課題: 以下のデータをすべて、一字一句変えずに書き写してください。

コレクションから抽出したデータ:

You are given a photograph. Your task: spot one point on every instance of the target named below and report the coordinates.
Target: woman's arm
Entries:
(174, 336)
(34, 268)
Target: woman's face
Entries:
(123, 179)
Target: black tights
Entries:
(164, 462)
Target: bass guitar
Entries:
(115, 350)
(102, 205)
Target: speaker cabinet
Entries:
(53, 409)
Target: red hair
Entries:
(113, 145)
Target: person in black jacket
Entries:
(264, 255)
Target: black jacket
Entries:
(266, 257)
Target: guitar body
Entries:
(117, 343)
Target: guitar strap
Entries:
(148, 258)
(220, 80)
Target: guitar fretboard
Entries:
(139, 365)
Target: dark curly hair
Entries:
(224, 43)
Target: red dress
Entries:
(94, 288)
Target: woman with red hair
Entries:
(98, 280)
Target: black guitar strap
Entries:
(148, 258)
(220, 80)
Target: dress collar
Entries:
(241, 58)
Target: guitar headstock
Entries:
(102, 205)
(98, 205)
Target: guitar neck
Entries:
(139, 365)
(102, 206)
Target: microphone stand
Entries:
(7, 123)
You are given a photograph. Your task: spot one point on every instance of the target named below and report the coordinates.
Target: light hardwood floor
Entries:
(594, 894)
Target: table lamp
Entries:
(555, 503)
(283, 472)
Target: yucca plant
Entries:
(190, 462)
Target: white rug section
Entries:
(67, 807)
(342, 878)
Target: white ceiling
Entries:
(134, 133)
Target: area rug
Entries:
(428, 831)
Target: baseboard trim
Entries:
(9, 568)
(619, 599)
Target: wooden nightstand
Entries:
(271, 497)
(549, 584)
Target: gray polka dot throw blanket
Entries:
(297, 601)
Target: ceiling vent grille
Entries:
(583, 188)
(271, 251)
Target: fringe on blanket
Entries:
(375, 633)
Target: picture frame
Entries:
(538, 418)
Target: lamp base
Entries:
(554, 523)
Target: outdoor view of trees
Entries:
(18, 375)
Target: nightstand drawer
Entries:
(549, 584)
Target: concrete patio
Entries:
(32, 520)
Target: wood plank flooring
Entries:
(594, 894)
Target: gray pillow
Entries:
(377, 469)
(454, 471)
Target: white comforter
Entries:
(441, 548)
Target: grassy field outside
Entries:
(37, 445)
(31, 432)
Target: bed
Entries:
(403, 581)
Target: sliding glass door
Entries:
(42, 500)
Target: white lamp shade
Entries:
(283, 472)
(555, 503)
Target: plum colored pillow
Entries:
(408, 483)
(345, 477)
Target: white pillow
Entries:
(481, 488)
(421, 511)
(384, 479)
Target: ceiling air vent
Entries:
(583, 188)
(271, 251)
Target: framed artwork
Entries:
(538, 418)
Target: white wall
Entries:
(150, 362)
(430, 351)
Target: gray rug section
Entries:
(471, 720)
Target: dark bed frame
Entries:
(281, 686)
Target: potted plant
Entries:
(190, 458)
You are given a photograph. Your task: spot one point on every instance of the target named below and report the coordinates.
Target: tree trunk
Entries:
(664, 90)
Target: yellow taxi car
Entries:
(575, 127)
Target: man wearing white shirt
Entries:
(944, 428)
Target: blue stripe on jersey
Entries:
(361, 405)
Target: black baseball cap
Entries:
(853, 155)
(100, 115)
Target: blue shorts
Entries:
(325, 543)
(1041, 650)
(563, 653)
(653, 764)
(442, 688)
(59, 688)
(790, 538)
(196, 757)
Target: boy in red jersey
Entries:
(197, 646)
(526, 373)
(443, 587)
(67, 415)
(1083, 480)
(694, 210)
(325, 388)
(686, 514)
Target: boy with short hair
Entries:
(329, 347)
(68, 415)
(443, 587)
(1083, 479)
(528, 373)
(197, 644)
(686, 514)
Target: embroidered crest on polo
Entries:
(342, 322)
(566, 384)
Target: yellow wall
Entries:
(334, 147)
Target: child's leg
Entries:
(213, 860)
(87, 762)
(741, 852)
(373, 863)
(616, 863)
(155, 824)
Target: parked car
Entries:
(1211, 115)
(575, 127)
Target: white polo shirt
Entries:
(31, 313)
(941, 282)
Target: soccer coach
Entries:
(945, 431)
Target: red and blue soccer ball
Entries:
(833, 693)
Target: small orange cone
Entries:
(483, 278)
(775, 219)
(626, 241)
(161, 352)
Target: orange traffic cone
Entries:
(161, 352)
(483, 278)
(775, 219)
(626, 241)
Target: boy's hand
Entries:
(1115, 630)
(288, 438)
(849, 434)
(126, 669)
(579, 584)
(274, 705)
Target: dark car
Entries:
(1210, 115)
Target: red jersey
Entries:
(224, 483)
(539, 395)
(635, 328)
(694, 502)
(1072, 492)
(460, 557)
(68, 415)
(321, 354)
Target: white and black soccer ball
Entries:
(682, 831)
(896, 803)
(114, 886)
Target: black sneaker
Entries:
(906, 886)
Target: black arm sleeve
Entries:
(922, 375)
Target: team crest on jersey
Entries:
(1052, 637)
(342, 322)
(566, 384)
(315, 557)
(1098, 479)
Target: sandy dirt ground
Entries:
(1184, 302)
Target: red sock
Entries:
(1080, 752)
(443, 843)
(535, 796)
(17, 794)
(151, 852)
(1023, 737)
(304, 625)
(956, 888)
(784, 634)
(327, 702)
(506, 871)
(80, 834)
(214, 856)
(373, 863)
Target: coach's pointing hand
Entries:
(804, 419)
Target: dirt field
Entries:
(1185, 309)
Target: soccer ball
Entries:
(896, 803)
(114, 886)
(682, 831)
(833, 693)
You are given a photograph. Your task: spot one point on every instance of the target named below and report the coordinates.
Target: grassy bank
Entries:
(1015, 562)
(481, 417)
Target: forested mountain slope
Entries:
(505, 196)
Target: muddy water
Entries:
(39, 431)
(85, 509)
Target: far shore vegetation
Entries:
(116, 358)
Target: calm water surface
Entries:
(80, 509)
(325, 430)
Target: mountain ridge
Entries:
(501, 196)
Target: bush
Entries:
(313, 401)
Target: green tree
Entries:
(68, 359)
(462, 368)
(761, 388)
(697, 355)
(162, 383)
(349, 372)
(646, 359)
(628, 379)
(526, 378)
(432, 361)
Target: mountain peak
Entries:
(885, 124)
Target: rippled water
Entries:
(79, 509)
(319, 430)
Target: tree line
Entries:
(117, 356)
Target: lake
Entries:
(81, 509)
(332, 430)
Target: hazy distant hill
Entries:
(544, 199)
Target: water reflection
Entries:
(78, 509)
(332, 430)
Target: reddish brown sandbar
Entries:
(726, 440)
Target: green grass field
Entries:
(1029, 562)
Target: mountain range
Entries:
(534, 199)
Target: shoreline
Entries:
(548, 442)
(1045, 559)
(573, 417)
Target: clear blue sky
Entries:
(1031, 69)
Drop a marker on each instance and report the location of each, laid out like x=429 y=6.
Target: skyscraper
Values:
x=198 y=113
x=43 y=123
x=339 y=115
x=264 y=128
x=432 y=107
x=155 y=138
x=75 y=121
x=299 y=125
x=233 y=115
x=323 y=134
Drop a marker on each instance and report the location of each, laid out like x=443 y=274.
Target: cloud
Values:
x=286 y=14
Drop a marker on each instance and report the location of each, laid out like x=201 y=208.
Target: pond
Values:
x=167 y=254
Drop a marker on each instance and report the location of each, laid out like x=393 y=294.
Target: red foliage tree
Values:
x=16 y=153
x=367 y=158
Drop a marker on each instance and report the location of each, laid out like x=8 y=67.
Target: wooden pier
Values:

課題の出力:
You are given a photograph. Your task: spot one point on every instance of the target named below and report the coordinates.
Target: woman's arm
Entries:
(174, 336)
(34, 268)
Target: woman's face
Entries:
(123, 179)
Target: black tights
Entries:
(164, 462)
Target: bass guitar
Entries:
(115, 350)
(102, 205)
Target: speaker cabinet
Entries:
(53, 409)
Target: red hair
Entries:
(113, 145)
Target: person in black jacket
Entries:
(264, 255)
Target: black jacket
Entries:
(266, 257)
Target: guitar body
Entries:
(117, 343)
Target: guitar strap
Entries:
(148, 258)
(220, 80)
Target: guitar fretboard
Entries:
(139, 365)
Target: dark curly hair
Entries:
(224, 43)
Target: red dress
Entries:
(94, 288)
Target: woman with red hair
Entries:
(98, 280)
Target: black guitar strap
Entries:
(148, 258)
(220, 80)
Target: dress collar
Entries:
(241, 58)
Target: guitar headstock
Entries:
(102, 205)
(98, 205)
Target: guitar neck
Entries:
(139, 365)
(102, 206)
Target: microphone stand
Entries:
(7, 123)
You are given a photograph. Your task: spot one point on every instance of the target named below and report the coordinates.
Target: light hardwood floor
Entries:
(594, 894)
Target: table lamp
Entries:
(555, 503)
(283, 472)
Target: yucca plant
Entries:
(190, 462)
Target: white rug section
Entries:
(67, 807)
(342, 878)
Target: white ceiling
Entries:
(134, 133)
Target: area rug
Entries:
(428, 831)
Target: baseboard trim
Entries:
(9, 568)
(619, 599)
Target: wooden nightstand
Entries:
(271, 497)
(549, 584)
Target: gray polka dot throw blanket
Entries:
(297, 601)
Target: ceiling vent grille
Entries:
(583, 188)
(271, 251)
Target: fringe on blanket
Entries:
(375, 633)
Target: picture frame
Entries:
(538, 418)
Target: lamp base
Entries:
(554, 523)
Target: outdoor view of trees
Entries:
(18, 375)
Target: nightstand drawer
Entries:
(549, 584)
Target: concrete patio
Entries:
(32, 520)
Target: wood plank flooring
Entries:
(594, 894)
Target: gray pillow
Entries:
(377, 469)
(454, 471)
Target: white comforter
Entries:
(441, 548)
Target: grassy field outside
Entries:
(37, 445)
(31, 432)
Target: bed
Entries:
(403, 581)
Target: sliding glass door
Entries:
(42, 500)
Target: white lamp shade
Entries:
(283, 472)
(555, 503)
Target: plum colored pillow
Entries:
(408, 483)
(345, 477)
Target: white pillow
Entries:
(481, 488)
(421, 511)
(384, 479)
Target: ceiling air vent
Entries:
(583, 188)
(271, 251)
Target: framed artwork
Entries:
(538, 418)
Target: white wall
Entries:
(150, 362)
(430, 351)
Target: gray rug section
Entries:
(471, 720)
Target: dark bed frame
Entries:
(281, 686)
Target: potted plant
Entries:
(190, 458)
You are given a photograph. Your task: spot one point on every instance of the target named below and report the coordinates.
Target: tree trunk
Entries:
(664, 90)
Target: yellow taxi car
Entries:
(575, 127)
Target: man wearing white shirt
Entries:
(944, 428)
Target: blue stripe on jersey
Entries:
(361, 405)
Target: black baseball cap
Entries:
(853, 155)
(100, 115)
Target: blue shorts
Entries:
(325, 543)
(1041, 650)
(563, 653)
(653, 764)
(442, 688)
(59, 688)
(790, 538)
(196, 757)
Target: boy in red jersey
Entries:
(197, 646)
(526, 373)
(443, 587)
(67, 415)
(1083, 480)
(694, 210)
(325, 388)
(686, 514)
Target: boy with short hair
Entries:
(329, 347)
(68, 415)
(443, 587)
(1083, 479)
(528, 373)
(197, 644)
(686, 514)
Target: embroidered crest on polo
Entries:
(342, 322)
(566, 384)
Target: yellow wall
Entries:
(334, 147)
Target: child's leg
Entries:
(213, 860)
(87, 762)
(741, 852)
(373, 863)
(616, 863)
(155, 824)
Target: parked car
Entries:
(1211, 115)
(575, 127)
Target: white polo shirt
Entries:
(31, 313)
(941, 282)
Target: soccer coach
Entries:
(945, 431)
Target: red and blue soccer ball
Entries:
(833, 693)
Target: small orange cone
Entries:
(483, 278)
(775, 219)
(626, 241)
(161, 352)
Target: orange traffic cone
Entries:
(161, 352)
(483, 278)
(775, 219)
(626, 241)
Target: boy's hand
Entries:
(1115, 630)
(288, 438)
(849, 434)
(126, 669)
(579, 584)
(274, 705)
Target: dark car
Entries:
(1210, 115)
Target: red jersey
Entries:
(224, 483)
(539, 395)
(635, 328)
(694, 502)
(1072, 492)
(460, 557)
(68, 415)
(321, 354)
Target: white and black soccer ball
Entries:
(682, 831)
(896, 803)
(114, 886)
Target: black sneaker
Entries:
(906, 886)
Target: black arm sleeve
Entries:
(922, 375)
Target: team crest on jersey
Entries:
(1052, 637)
(342, 322)
(566, 384)
(315, 557)
(1098, 479)
Target: sandy dirt ground
Entries:
(1184, 302)
Target: red sock
Entries:
(1080, 752)
(443, 843)
(535, 796)
(17, 794)
(151, 852)
(1023, 737)
(304, 625)
(956, 888)
(784, 634)
(327, 702)
(506, 871)
(80, 834)
(214, 856)
(373, 863)
Target: coach's pointing hand
Entries:
(804, 419)
Target: dirt field
Entries:
(1185, 309)
Target: soccer ball
Entries:
(896, 803)
(114, 886)
(682, 831)
(833, 693)
You are given a photograph. Your task: spot one point on every instance of the target named below and report the coordinates.
Target: grassy bank
Entries:
(1015, 562)
(481, 417)
Target: forested mountain slope
Entries:
(505, 196)
Target: muddy water
Entries:
(39, 431)
(85, 509)
Target: far shore vegetation
Entries:
(116, 358)
Target: calm water surface
Entries:
(80, 509)
(325, 430)
Target: mountain ridge
Entries:
(501, 196)
Target: bush
Entries:
(313, 401)
Target: green tree
Entries:
(68, 359)
(462, 368)
(761, 388)
(697, 355)
(162, 383)
(349, 372)
(646, 359)
(628, 379)
(526, 378)
(432, 361)
Target: mountain peak
Entries:
(885, 124)
Target: rippled water
Entries:
(79, 509)
(319, 430)
Target: tree line
Entries:
(117, 356)
Target: lake
Entries:
(81, 509)
(332, 430)
Target: hazy distant hill
Entries:
(544, 199)
Target: water reflection
Entries:
(78, 509)
(332, 430)
Target: reddish brown sandbar
Entries:
(726, 440)
Target: green grass field
Entries:
(1029, 562)
Target: mountain range
Entries:
(534, 199)
Target: shoreline
Entries:
(548, 442)
(1045, 559)
(573, 417)
Target: clear blue sky
Entries:
(1031, 69)
Drop a marker on each instance and report the location of each, laid out like x=429 y=6.
Target: skyscraper
Values:
x=198 y=113
x=43 y=123
x=339 y=115
x=264 y=128
x=432 y=107
x=155 y=138
x=75 y=121
x=299 y=125
x=233 y=115
x=323 y=134
Drop a marker on each instance and report the location of each, laid out like x=443 y=274.
Target: cloud
Values:
x=286 y=14
Drop a marker on each instance and report the location of each, laid out like x=201 y=208.
Target: pond
Values:
x=167 y=254
Drop a marker on each instance and report the location of each, laid out like x=393 y=294.
Target: red foliage tree
Values:
x=16 y=153
x=367 y=158
Drop a marker on each instance and report the location of each, laid out like x=8 y=67.
Target: wooden pier
Values:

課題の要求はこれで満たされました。